▸ How to complete this task
Return exactly the span of lines that opens with the line containing "Target: plant stem" and closes with the last line of the data, inclusive.

▸ Referring expression data
▬▬▬▬▬▬

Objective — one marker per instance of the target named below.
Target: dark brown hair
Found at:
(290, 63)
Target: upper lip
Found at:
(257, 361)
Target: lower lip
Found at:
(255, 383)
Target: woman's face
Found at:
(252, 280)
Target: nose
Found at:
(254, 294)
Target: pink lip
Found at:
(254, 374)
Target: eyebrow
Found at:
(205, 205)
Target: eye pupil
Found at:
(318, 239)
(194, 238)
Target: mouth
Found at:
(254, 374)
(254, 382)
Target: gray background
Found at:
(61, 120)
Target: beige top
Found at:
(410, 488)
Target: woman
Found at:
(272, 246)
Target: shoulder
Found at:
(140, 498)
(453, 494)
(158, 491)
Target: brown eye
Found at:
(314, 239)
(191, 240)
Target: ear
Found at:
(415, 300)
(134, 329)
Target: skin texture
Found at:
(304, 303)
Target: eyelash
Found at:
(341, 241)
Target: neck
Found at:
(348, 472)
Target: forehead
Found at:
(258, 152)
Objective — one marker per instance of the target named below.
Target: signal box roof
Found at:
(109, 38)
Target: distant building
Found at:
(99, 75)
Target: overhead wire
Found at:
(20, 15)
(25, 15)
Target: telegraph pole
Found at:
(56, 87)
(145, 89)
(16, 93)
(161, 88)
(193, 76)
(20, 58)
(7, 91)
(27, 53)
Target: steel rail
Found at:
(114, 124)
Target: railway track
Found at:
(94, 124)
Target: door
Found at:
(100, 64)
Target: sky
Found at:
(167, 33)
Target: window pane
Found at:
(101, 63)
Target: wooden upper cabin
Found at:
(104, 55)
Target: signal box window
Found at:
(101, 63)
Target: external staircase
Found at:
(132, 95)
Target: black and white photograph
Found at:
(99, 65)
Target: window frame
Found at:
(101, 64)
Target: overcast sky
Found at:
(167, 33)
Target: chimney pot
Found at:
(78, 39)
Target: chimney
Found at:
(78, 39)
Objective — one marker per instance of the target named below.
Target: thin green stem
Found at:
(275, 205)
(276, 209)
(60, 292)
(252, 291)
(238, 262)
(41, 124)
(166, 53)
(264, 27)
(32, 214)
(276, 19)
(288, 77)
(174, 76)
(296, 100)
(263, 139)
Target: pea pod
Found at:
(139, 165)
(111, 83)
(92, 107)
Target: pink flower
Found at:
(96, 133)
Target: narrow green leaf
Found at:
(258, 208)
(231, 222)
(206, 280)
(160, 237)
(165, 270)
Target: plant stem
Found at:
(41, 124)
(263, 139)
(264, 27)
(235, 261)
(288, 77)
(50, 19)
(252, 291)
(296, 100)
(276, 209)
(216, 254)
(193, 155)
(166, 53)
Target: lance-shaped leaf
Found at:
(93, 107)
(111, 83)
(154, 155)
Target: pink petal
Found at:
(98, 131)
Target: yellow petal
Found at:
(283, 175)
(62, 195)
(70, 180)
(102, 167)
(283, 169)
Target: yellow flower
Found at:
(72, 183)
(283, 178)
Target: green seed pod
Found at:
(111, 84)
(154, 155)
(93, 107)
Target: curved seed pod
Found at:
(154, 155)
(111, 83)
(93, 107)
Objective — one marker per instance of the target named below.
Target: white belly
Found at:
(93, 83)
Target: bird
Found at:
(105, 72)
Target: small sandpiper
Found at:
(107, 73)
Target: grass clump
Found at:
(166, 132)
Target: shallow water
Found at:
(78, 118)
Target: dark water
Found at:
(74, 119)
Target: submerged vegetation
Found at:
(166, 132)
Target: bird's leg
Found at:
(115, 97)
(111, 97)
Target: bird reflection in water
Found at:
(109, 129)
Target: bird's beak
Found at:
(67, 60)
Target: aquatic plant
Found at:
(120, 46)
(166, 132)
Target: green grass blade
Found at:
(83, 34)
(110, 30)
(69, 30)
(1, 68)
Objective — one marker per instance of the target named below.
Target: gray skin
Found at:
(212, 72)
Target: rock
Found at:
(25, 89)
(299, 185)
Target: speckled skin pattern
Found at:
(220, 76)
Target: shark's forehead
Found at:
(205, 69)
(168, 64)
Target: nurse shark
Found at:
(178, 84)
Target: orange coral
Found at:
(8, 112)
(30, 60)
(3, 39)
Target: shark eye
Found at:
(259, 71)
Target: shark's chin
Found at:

▬▬▬▬▬▬

▸ Answer to the exercise
Target: plant stem
Found at:
(41, 124)
(263, 139)
(264, 27)
(235, 261)
(288, 77)
(50, 19)
(252, 291)
(296, 100)
(276, 209)
(216, 254)
(193, 155)
(166, 53)
Target: lance-shaped leaf
Found at:
(93, 107)
(111, 83)
(154, 155)
Target: pink petal
Found at:
(98, 131)
Target: yellow petal
Found at:
(283, 175)
(62, 195)
(70, 180)
(102, 167)
(283, 169)
Target: yellow flower
Found at:
(72, 183)
(283, 178)
Target: green seed pod
Found at:
(111, 84)
(154, 155)
(93, 107)
Target: curved seed pod
Found at:
(154, 155)
(111, 83)
(93, 107)
Objective — one marker per instance of the target named below.
Target: white belly
Found at:
(93, 83)
Target: bird
Found at:
(105, 72)
Target: small sandpiper
Found at:
(107, 73)
Target: grass clump
Found at:
(166, 132)
Target: shallow water
Found at:
(78, 118)
Target: dark water
Found at:
(74, 119)
Target: submerged vegetation
Found at:
(166, 132)
Target: bird's leg
Found at:
(115, 97)
(111, 97)
Target: bird reflection in water
Found at:
(109, 129)
Target: bird's beak
Found at:
(67, 60)
Target: aquatic plant
Found at:
(120, 46)
(166, 132)
Target: green grass blade
Found at:
(83, 34)
(110, 30)
(69, 30)
(1, 68)
Objective — one marker per instance of the target named below.
Target: gray skin
Found at:
(212, 72)
Target: rock
Found at:
(25, 89)
(299, 185)
Target: speckled skin pattern
Found at:
(220, 76)
Target: shark's forehead
Found at:
(205, 69)
(168, 64)
Target: nurse shark
Found at:
(178, 84)
Target: orange coral
Found at:
(8, 112)
(30, 60)
(3, 39)
Target: shark eye
Found at:
(259, 71)
Target: shark's chin
Found at:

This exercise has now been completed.